# Is my Platy male or female?



## seaecho (Jan 31, 2012)

I bought this "Balloon Platy" was it was called when I got it about 3 weeks ago. It looked like female when I got it, but now its starting to look more like a male to me. It won't stay still long enough to fan out its fins, and is very fast, so hard to take a good pic of the anal fin. Any guesses? I can get more pics if needed.


----------



## susankat (Nov 15, 2008)

Looks like a pregnant female. Never seen balloon platies


----------



## seaecho (Jan 31, 2012)

Oh, it would be wonderful if it were female, as I don't want any males. (All my other livebearers are female) and don't want to take it back, as I'm already attached. I don't mind if she's pregnant. I already have 6 molly fry right now, and they are no trouble. Yes, I hadn't heard of Balloon platies either, but that's what they claimed they are. This platy is much shorter bodied than my other platies, and the abdomen is rounder. Is there such a thing as balloon platy, or maybe she's a cross between a balloon molly and a platy?


----------



## skiffia 1 (Oct 3, 2012)

it's a balloon platy / male


----------



## coralbandit (Jul 29, 2012)

If it's the red one definately male.Often there are what is called late males as they hide their sex when younger to prtect themselves from the "alpha" male who show themselves first and usaully larger.Very common in swordtails and platy.Definately maleIf it's the red one.


----------



## susankat (Nov 15, 2008)

Its hard to tell as it looks like it can either be poo or gonapodium (sp)


----------



## seaecho (Jan 31, 2012)

Yep, its the red one. Wasn't poo, so its a male. I was afraid of this. DARN! I was hoping that wouldn't be the case, but his anal fin is nothing like my females' anals. Definitely much more pointed, rather than rounded off, as you can see. So I guess I'll either have mollie crosses and more platies, or he goes back to the store.


----------



## skiffia 1 (Oct 3, 2012)

a molly and platy can't cross.
balloon fish are deformd fish created for sale as there is a demand for them.


----------



## GreenyFunkyMonkey (Nov 27, 2012)

I agree with those who said it is a male. That long stiff thing pointing back from near its anal fin is his boy part. The females lack that. I have a few in my aquarium. I had a few females that that the guys would beat up and stress them out until they died. Finally, I just had to remove the females and go with all male.


----------



## coralbandit (Jul 29, 2012)

platy won't cross with mollie(they will cross with swords{how many sword colors were achieved}.And certainly will breed with female platy about every 28 days.Send him back if you don't want fry and pick large female ,but still no gaurantee as they can take along time to show sometimes.Many of my would be female swords are "late bloomers". Many originally thought these fish changed sex before they realised the effect of "alpha male".Theramones and hormones released in water cause less dominant males to "hide themselves" as male to male aggresion can be brutal.


----------



## seaecho (Jan 31, 2012)

I was SURE I read that platies and mollies can cross! Maybe I'm not remembering it correctly. But I DO have platies in that tank, and I'm afraid he'll give them a hard time. I don't want him beating them up or killing them. So the minute he causes trouble, he'll have to go back to trade for a female. I could deal with him getting them pregnant, but not with him harming them. Most of the fry probably would be food for the piggy mollies, anyway. I don't care if I get a pregnant female, as I can always take the babies in after they are old enough. Thanks, and next time I'll be more careful and REALLY look at them AGAIN after they are netted. I think sometimes these employees will net a fish after you've picked it out, and claim its the same one, when in fact it isn't. Out of laziness. This has happened to me more than once, because I could have SWORN what I picked out was a female!


----------



## Summer (Oct 3, 2011)

I dont think a sword will cross with a platy so many you'll be safe.


----------



## coralbandit (Jul 29, 2012)

OP doesn't have swords ;I was just sharing what would cross with platy since concern of mollie.Swords and platy will, have and do cross.Part of swordtail history.


----------



## rtmaston (Jul 14, 2012)

i would have to agree with the other ones it is a male.


----------

- **SET EXERCISE A**
In the records, from the line with "Every instance of the shirt" through the end of the records, swap "shirt sleeve" for "sleeve" and give those lines again, all else unchanged.

(Items from a dataset)
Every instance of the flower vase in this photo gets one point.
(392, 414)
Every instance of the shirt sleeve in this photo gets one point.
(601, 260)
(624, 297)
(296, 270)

- **SET EXERCISE B**
According to the forum thread, why do some male platies and swordtails not show their sex until later?

- **REPLY A**
Every instance of the sleeve in this photo gets one point.
(601, 260)
(624, 297)
(296, 270)

- **REPLY B**
They hide their sex while younger to protect themselves from the "alpha" male, which shows itself first and is usually larger. Hormones and similar substances released in the water cause less dominant males to hide themselves as male, because male-to-male aggression can be brutal.